(Point-per-instance localization data)
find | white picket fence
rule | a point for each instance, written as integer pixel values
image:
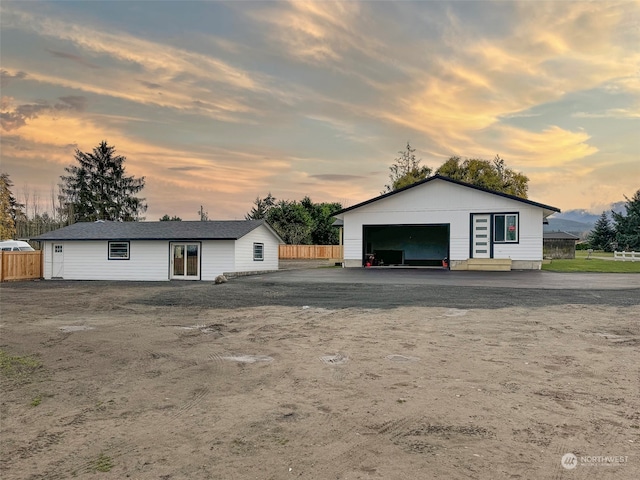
(624, 256)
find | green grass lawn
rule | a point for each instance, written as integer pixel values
(595, 253)
(582, 264)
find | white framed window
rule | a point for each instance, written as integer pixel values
(505, 228)
(258, 252)
(118, 250)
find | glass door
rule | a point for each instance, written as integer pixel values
(185, 261)
(481, 236)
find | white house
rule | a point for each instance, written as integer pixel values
(444, 222)
(150, 251)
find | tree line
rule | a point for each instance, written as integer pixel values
(622, 233)
(298, 222)
(492, 175)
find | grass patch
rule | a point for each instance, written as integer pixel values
(103, 463)
(582, 264)
(18, 368)
(595, 253)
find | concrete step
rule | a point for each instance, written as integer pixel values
(489, 264)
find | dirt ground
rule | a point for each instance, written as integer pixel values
(161, 381)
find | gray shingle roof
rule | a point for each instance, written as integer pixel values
(213, 230)
(549, 208)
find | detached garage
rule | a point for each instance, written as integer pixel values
(440, 221)
(152, 251)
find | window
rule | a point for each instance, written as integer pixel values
(258, 252)
(505, 228)
(118, 250)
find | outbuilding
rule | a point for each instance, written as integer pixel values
(445, 223)
(153, 251)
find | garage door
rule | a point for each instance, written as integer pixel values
(408, 245)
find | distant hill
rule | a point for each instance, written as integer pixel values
(579, 222)
(580, 229)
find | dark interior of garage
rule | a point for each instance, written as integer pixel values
(406, 245)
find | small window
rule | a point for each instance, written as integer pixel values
(505, 228)
(258, 252)
(118, 250)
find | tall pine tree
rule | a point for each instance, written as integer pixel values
(98, 189)
(602, 235)
(10, 209)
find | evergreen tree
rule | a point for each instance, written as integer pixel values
(292, 222)
(261, 207)
(322, 230)
(167, 218)
(406, 170)
(483, 173)
(627, 226)
(98, 189)
(602, 235)
(10, 209)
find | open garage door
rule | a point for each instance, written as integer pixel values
(406, 245)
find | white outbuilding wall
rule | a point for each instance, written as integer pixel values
(149, 260)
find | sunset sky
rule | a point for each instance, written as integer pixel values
(215, 103)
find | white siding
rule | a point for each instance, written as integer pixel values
(442, 202)
(217, 257)
(88, 260)
(244, 251)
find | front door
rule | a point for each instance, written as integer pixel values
(57, 262)
(185, 261)
(481, 236)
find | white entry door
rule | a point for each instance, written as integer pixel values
(481, 236)
(57, 261)
(185, 261)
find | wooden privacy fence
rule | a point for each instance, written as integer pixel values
(309, 252)
(632, 256)
(20, 266)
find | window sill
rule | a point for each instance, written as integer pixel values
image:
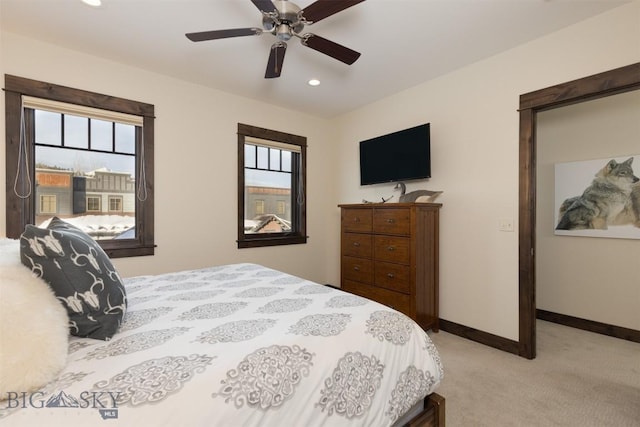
(271, 241)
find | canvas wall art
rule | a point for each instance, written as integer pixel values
(598, 198)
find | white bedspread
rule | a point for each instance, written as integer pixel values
(239, 345)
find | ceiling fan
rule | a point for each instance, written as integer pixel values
(284, 20)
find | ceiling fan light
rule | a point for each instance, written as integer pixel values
(283, 33)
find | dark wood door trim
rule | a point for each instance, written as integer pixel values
(608, 83)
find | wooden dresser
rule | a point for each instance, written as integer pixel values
(389, 253)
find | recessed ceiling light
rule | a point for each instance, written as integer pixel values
(94, 3)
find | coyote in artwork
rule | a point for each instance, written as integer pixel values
(613, 198)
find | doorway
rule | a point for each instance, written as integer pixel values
(609, 83)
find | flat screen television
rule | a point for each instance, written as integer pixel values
(398, 156)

Prompt: Produce a verbatim copy of all records, minus pictures.

Task output:
find | white picket fence
rule | a point for each instance, written as integer pixel values
image:
(624, 256)
find | green grass lawn
rule | a point for each instance, written as integer pixel values
(595, 253)
(582, 264)
find | white framed window
rule | a point for each instance, written as integer pixel values
(505, 228)
(258, 252)
(118, 250)
find | glass door
rule | a point for each instance, written as integer pixel values
(185, 261)
(481, 236)
find | white house
rule | a point for each instance, written as integer pixel values
(444, 222)
(150, 251)
find | tree line
rule | a point for each instance, written as integer pixel values
(622, 233)
(298, 222)
(492, 175)
find | grass patch
rule | a point for each instance, written as integer pixel values
(103, 463)
(582, 264)
(18, 368)
(595, 253)
find | concrete step
rule | a point for each instance, written as integer pixel values
(489, 264)
find | dirt ground
rule | a point for each instance, written as integer pixel values
(161, 381)
find | gray shingle roof
rule | a point for each instance, written as integer pixel values
(213, 230)
(549, 208)
find | detached garage
rule | a point for each instance, written as integer pixel values
(440, 221)
(152, 251)
find | window
rule | a point for each instance, written as integer pixel values
(258, 252)
(505, 228)
(118, 250)
find | outbuilding
rule | a point for each instance, written as integer pixel values
(445, 223)
(153, 251)
find | garage door
rule | a point for each instance, written as integer pixel values
(408, 245)
find | distant hill
rule | a point for each instance, written as integer pixel values
(579, 222)
(580, 229)
find | dark interior of garage
rule | a point for each instance, written as integer pixel values
(406, 245)
find | small window
rule | a point for each instance, written as integer pixel values
(505, 228)
(258, 252)
(118, 250)
find | tall pine tree
rule | a point for each instance, written as integer pixel values
(98, 189)
(602, 235)
(10, 209)
find | evergreen tree
rule | a point for each instance, written as integer pixel values
(292, 222)
(261, 207)
(322, 230)
(167, 218)
(406, 170)
(483, 173)
(627, 226)
(98, 189)
(602, 235)
(10, 209)
find | open garage door
rule | a point for each instance, written as integer pixel values
(406, 245)
find | white outbuilding wall
rule | a point for each instance, written as integer pixel values
(149, 260)
find | sunset sky
rule | a point for each instance, written as integer pixel values
(215, 103)
find | white siding
rule | a point for each instance, written as integer pixel values
(442, 202)
(217, 257)
(88, 260)
(244, 251)
find | front door
rule | a point for each instance, written as integer pixel values
(57, 262)
(185, 261)
(481, 236)
find | white entry door
rule | a point for each instance, written as integer pixel values
(481, 236)
(57, 261)
(185, 261)
find | wooden privacy fence
rule | a point for each instance, written as integer pixel values
(309, 252)
(632, 256)
(20, 266)
find | window sill
rule | a point for each instance, written as integer pixel values
image:
(271, 241)
find | canvas wall art
rule | a point for each instance, written as integer pixel values
(598, 198)
find | white bedspread
rule | a point for each instance, written as integer pixel values
(239, 345)
find | ceiling fan
rule | a point for each instance, written as integer pixel values
(284, 20)
find | ceiling fan light
rule | a point for each instance, written as integer pixel values
(283, 33)
find | dark wood door trim
rule | a point for each instance, written as integer pixel values
(608, 83)
find | wooden dresser
rule | a point for each instance, written as integer pixel values
(389, 253)
find | recessed ceiling light
rule | a point for each instance, written as integer pixel values
(94, 3)
find | coyote in artwork
rule | a point for each instance, written as integer pixel values
(613, 198)
find | doorway
rule | a point for each instance, written as integer pixel values
(609, 83)
find | flat screen television
rule | a point for each instance, written as integer pixel values
(398, 156)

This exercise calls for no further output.